Trecho do documento
——————————

Cinema com Rapadura

OPINIÃO   sexta-feira, 22 de julho de 2016

A Última Premonição (2015): terror que não aterroriza

De um lado, acerta no roteiro: mesmo longe da inteligência desejável, foi elaborado sem preguiça e com a preocupação de ser coerente. De outro, a direção é lastimável: não assusta ninguém (a não ser a protagonista).

O espectador comum que busca nos filmes de terror momentos de tensão e saltos da poltrona (literalmente) possivelmente ficará decepcionado com “A Última Premonição”, que não tem êxito neste quesito. Contudo, o esmero na construção de um roteiro que não deixa pontas soltas merece atenção.

O nome original (“Visions”) se revela mais apropriado: após um traumático acidente de carro, Eveleigh passa enxergar eventos que as demais pessoas não enxergam. Com o passar do tempo, seu marido David passa a exigir que ela volte a tomar antidepressivos (que iniciou a ingerir em razão do acidente), pois as visões se tornam cada vez mais graves e ameaçam até mesmo sua gravidez. Por outro lado, sua amiga Sadie acredita que as visões são reais, e não alucinações resultantes da abstinência do remédio. Defende ainda que são resultado de um sexto sentido aflorado, que não poderia ser desperdiçado.

——————————

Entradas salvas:
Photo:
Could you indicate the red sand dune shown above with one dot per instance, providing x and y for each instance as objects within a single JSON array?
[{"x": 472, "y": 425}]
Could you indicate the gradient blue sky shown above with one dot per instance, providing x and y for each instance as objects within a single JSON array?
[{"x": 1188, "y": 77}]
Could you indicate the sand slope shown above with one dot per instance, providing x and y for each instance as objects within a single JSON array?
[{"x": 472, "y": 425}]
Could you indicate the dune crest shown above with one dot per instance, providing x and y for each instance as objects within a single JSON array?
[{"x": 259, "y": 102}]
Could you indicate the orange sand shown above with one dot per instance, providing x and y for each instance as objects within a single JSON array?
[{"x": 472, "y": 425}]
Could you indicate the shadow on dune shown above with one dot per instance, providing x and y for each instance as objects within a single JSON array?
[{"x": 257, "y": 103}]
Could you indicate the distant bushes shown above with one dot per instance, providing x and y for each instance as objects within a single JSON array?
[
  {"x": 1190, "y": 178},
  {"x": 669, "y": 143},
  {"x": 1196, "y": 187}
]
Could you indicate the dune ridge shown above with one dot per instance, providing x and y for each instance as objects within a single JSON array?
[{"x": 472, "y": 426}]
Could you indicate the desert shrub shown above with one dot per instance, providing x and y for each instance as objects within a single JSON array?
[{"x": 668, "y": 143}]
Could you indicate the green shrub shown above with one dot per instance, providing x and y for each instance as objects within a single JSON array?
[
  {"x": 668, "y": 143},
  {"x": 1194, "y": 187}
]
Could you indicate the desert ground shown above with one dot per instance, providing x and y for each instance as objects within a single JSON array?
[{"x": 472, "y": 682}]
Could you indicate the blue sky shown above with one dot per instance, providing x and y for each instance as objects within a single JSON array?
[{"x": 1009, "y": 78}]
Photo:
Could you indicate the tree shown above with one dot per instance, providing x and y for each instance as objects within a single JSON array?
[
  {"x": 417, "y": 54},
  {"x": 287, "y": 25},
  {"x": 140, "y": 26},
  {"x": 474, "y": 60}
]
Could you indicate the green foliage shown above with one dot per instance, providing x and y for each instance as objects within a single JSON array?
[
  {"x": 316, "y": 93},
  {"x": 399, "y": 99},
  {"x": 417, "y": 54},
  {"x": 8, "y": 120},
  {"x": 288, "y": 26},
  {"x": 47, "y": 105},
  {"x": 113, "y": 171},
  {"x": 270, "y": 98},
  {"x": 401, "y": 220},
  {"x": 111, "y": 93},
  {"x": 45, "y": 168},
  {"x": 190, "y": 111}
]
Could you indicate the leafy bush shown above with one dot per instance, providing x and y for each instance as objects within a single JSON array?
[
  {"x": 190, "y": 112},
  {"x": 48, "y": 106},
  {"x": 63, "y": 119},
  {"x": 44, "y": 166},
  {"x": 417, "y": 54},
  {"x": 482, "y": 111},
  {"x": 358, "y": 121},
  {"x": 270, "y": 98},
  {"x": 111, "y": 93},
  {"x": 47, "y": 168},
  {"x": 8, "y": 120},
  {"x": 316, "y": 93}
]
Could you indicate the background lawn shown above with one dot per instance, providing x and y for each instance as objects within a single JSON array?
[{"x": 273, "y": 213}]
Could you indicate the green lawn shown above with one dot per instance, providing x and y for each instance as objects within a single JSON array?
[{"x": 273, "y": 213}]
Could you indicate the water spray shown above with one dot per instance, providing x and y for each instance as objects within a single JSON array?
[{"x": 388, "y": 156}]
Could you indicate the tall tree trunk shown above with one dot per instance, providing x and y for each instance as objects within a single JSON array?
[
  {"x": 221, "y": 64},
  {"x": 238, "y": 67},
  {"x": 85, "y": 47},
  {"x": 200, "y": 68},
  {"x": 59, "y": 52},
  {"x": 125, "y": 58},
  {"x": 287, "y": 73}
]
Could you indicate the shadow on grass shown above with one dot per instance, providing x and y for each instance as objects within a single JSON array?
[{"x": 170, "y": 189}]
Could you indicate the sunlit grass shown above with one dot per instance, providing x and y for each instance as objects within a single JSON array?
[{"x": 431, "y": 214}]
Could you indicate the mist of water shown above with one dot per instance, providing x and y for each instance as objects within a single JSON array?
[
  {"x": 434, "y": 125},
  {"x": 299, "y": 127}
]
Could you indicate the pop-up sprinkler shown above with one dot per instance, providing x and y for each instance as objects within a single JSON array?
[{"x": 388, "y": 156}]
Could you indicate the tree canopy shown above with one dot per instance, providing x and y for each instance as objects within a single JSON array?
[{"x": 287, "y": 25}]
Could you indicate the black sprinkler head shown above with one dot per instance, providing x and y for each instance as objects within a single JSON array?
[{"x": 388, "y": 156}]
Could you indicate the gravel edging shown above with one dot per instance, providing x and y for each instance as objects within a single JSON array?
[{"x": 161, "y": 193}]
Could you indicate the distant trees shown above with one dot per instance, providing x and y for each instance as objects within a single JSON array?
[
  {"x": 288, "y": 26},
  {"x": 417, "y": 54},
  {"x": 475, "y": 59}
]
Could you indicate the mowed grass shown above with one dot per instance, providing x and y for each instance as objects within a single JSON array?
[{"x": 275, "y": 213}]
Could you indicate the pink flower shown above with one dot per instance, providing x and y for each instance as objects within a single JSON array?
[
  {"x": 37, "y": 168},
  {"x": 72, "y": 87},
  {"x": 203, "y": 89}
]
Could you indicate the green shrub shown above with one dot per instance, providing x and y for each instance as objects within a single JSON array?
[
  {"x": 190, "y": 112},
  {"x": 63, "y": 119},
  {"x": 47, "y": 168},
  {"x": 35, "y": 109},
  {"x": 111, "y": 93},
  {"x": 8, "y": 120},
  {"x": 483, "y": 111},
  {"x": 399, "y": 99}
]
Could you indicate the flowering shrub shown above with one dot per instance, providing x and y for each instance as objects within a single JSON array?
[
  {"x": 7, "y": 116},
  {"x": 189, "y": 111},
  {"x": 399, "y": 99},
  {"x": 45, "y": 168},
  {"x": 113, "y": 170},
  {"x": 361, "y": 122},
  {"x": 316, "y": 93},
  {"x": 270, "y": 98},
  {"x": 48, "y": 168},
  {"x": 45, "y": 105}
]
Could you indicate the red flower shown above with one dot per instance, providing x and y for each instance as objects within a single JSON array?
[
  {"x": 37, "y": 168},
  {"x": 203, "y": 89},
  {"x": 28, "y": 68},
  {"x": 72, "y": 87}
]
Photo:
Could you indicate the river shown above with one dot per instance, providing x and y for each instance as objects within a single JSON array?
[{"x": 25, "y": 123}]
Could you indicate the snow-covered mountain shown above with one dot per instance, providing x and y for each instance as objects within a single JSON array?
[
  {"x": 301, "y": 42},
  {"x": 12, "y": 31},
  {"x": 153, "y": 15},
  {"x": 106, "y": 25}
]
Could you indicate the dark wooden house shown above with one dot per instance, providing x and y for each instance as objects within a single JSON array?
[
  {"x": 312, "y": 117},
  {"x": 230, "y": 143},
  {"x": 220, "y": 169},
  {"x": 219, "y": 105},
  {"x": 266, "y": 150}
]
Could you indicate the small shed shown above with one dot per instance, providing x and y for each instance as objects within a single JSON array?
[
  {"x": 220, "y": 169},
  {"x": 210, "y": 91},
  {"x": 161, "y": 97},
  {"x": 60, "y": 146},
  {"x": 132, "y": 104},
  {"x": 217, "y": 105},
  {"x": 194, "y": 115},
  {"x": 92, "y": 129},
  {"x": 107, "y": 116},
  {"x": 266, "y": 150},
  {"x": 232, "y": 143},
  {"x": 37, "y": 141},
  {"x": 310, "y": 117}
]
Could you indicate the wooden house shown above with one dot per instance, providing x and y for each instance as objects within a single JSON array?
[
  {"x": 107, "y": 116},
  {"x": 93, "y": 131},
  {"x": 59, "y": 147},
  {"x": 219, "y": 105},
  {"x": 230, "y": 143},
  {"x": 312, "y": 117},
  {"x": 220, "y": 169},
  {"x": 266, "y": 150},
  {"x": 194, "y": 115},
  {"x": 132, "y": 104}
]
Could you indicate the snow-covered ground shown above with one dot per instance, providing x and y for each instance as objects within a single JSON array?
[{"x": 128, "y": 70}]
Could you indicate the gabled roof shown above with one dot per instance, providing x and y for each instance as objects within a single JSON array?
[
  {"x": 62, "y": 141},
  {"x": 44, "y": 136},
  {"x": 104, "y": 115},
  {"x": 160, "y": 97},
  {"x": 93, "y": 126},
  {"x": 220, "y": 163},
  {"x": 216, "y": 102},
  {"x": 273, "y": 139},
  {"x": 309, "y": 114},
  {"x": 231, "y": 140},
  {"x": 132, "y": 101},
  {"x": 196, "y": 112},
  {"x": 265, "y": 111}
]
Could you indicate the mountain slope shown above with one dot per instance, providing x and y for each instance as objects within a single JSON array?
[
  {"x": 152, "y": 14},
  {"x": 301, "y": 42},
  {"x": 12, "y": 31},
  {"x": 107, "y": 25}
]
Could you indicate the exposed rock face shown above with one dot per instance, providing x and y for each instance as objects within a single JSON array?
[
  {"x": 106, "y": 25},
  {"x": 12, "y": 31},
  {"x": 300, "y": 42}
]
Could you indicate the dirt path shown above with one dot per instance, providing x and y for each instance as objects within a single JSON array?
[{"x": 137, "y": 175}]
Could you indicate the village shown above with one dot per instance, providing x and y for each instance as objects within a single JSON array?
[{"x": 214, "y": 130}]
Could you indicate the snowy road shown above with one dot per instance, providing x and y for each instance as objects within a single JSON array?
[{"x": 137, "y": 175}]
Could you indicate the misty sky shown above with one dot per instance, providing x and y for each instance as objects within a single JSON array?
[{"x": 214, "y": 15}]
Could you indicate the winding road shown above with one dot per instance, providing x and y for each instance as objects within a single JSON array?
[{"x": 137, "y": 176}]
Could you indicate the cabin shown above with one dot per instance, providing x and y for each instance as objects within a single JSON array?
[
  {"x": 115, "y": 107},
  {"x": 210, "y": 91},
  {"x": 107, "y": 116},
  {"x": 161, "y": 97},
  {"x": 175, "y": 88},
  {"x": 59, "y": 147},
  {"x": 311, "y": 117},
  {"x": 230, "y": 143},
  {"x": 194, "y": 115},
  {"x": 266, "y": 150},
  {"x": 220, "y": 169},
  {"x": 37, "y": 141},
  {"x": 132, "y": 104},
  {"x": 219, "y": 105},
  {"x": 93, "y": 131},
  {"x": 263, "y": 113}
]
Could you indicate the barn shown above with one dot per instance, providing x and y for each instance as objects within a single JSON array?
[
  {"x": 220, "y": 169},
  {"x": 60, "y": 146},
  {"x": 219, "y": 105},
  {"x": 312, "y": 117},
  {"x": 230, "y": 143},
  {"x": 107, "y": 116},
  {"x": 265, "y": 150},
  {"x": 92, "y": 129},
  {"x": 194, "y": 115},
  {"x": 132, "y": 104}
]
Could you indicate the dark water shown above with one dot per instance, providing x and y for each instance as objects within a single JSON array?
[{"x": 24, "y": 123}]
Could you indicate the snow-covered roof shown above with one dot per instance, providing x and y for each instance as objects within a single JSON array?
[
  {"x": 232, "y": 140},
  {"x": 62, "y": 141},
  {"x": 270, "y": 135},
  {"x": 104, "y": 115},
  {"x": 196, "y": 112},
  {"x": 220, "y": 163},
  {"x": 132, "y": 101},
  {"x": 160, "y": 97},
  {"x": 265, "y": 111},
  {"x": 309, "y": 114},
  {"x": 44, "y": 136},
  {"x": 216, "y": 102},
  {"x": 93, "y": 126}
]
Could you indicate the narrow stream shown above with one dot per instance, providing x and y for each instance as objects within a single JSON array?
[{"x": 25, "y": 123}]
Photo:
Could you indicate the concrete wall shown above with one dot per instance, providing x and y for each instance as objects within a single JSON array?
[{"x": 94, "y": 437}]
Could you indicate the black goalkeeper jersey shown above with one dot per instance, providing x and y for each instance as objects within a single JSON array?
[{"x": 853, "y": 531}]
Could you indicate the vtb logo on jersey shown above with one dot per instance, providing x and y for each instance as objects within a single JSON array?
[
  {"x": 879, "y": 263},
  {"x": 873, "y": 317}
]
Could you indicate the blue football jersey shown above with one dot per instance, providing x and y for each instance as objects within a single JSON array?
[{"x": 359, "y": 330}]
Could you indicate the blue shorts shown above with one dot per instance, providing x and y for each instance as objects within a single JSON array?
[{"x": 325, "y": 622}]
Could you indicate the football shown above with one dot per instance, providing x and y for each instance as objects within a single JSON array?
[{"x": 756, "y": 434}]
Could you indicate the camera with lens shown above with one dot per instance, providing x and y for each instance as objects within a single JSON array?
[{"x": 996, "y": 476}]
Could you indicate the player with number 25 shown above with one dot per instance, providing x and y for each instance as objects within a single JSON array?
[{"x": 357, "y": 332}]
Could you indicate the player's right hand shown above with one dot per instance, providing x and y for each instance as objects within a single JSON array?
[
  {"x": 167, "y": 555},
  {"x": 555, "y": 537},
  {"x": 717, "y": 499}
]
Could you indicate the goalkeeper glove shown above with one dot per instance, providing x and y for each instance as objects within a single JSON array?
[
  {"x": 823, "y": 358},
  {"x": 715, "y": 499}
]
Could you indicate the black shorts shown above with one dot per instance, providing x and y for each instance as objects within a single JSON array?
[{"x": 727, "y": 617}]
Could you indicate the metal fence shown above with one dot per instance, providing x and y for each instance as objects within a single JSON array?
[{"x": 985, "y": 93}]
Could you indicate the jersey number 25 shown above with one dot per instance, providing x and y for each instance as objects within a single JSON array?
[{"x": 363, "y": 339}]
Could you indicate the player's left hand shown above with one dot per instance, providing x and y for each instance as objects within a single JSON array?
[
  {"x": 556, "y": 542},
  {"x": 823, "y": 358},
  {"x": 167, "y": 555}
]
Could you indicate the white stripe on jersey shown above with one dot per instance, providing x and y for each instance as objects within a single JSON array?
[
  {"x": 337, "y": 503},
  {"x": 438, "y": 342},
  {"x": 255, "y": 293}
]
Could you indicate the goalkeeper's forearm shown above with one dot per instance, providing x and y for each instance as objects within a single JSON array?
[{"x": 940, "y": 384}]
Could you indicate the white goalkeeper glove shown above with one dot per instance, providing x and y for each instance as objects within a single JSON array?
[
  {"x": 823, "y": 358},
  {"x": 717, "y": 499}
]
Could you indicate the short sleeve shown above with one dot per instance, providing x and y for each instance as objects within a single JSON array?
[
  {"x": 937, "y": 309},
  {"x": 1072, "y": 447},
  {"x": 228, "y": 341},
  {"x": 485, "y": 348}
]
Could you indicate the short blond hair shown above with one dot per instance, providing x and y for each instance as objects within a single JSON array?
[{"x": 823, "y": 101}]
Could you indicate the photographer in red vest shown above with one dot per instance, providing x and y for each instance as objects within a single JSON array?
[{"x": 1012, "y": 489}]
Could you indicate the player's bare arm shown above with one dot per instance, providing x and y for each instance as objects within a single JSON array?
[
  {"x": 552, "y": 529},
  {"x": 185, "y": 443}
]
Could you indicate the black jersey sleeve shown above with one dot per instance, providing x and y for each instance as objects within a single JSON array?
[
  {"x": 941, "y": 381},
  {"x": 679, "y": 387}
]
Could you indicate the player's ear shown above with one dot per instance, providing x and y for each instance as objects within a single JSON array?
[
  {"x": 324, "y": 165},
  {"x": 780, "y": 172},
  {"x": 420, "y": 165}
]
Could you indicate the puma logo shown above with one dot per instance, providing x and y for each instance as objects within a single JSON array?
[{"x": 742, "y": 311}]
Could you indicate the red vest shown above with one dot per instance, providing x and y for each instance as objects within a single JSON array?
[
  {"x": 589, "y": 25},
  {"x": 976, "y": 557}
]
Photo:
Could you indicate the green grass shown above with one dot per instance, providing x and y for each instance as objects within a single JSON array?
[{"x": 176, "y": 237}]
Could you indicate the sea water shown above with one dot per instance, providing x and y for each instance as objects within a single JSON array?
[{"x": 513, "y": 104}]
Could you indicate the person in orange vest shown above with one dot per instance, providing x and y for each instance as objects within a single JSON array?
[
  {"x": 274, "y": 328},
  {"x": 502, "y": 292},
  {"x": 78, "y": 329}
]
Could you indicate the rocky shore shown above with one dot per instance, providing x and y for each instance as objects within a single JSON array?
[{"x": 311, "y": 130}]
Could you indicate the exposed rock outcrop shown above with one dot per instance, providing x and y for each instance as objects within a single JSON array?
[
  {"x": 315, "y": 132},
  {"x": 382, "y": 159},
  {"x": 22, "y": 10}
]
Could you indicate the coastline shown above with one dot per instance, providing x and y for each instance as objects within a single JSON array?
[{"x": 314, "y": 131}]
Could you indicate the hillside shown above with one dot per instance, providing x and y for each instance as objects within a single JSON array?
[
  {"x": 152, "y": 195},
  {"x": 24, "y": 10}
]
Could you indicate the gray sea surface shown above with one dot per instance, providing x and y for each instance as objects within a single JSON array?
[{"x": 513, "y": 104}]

——————————

Instruções
Na crítica sobre "A Última Premonição", qual personagem acredita que as visões de Eveleigh são reais?

Resultado
Sadie, a amiga de Eveleigh.